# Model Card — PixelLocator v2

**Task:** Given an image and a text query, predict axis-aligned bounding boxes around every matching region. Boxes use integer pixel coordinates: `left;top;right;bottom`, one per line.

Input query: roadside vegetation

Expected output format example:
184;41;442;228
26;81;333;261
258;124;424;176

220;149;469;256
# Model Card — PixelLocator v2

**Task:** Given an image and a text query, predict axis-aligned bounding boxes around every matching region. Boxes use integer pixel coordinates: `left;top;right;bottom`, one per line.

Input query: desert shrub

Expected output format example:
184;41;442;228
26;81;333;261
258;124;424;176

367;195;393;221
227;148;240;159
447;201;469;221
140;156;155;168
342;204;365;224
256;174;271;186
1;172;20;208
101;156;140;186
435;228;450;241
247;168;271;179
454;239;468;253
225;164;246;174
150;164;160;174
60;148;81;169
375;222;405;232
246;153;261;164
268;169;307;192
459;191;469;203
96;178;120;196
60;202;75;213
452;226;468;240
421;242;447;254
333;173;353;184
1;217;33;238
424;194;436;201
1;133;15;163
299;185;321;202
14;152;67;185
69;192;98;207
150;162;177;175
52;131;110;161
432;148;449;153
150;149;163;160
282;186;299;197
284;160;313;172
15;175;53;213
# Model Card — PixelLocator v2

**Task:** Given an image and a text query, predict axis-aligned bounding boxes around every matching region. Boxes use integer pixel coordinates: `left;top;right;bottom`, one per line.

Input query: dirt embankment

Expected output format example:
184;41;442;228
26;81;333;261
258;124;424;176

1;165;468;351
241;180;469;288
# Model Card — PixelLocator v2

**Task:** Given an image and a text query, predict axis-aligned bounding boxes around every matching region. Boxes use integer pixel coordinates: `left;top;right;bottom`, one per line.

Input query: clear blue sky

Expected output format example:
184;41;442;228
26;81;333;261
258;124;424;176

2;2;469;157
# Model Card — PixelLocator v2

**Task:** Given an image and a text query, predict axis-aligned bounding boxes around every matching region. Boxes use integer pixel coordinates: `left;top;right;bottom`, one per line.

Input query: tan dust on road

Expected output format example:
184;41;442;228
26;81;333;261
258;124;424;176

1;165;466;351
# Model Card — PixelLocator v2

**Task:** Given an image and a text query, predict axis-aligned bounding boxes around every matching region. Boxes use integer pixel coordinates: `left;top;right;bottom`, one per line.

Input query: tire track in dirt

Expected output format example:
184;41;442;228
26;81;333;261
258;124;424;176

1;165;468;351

Brief: Copy all of the rows above word for word, changing nothing.

Solution to the problem:
# Model Card — PixelLocator v2

**Task:** Given an image and a text query, predict axis-aligned bounding boxes around every matching region. Boxes use integer pixel coordinates: `left;top;right;bottom`, one per line.

Input query: roadside vegetation

Expected output format example:
184;41;442;228
26;81;333;261
258;124;424;176

220;149;469;256
# Model Card — PixelLocator v2

**Task:** Given an image and a text query, predict axis-aligned bounding boxes around every matching region. Boxes use integer pixel coordinates: `left;top;right;bottom`, one per line.

Input query: desert shrub

Expected output format example:
184;41;442;228
26;81;333;261
258;124;424;176

367;195;393;221
227;148;240;159
447;201;469;221
140;156;155;168
342;204;365;224
256;174;271;186
1;172;20;208
101;156;140;186
435;228;450;241
247;168;271;179
454;239;468;253
225;164;246;174
150;164;160;174
60;148;81;169
375;222;405;232
246;153;261;164
268;169;307;192
459;191;469;203
96;178;120;196
60;202;75;213
452;226;468;240
421;242;447;254
333;173;353;184
1;217;33;238
424;194;436;201
1;133;15;163
299;185;321;202
14;152;67;185
69;192;98;207
150;162;177;175
52;131;110;161
432;148;449;153
150;149;163;160
282;186;299;197
284;160;313;172
15;175;53;213
# Model Card — PixelLocator v2

**Task:** Given an image and a text query, predict axis-aligned bounding boxes around every matching region. Boxes use integer pixel coordinates: `left;top;right;bottom`, one per line.

Input query: dirt embankment

Expected output format example:
184;41;442;228
26;81;333;261
258;124;424;176

1;165;468;351
241;180;469;288
# Model Card — PixelLocator v2

**Task:** Given an image and a text query, predict axis-aligned bounding boxes around every matching region. Boxes use integer pixel coordinates: `left;top;right;bottom`, one per line.

Input query: clear blue sky

Expected output format example:
184;41;442;228
26;81;333;261
258;124;424;176

2;2;469;157
# Model Card — PixelLocator v2

**Task:** Given an image and a text query, predict axis-aligned bounding boxes around every matching region. Boxes use integer pixel coordinates: `left;top;right;bottom`, one per line.

Input query: tan dust on road

Expected output format example:
184;41;442;228
26;81;333;261
258;124;424;176

1;165;466;351
# Model Card — PixelLocator v2

**Task:** Given an image and a text query, predict axis-aligned bounding boxes around every matching region. Boxes use integer pixel coordinates: `left;top;right;bottom`, one per line.

Input query: tire track in dirt

Expected output format example:
184;41;442;228
26;81;333;261
258;124;424;176

1;165;468;351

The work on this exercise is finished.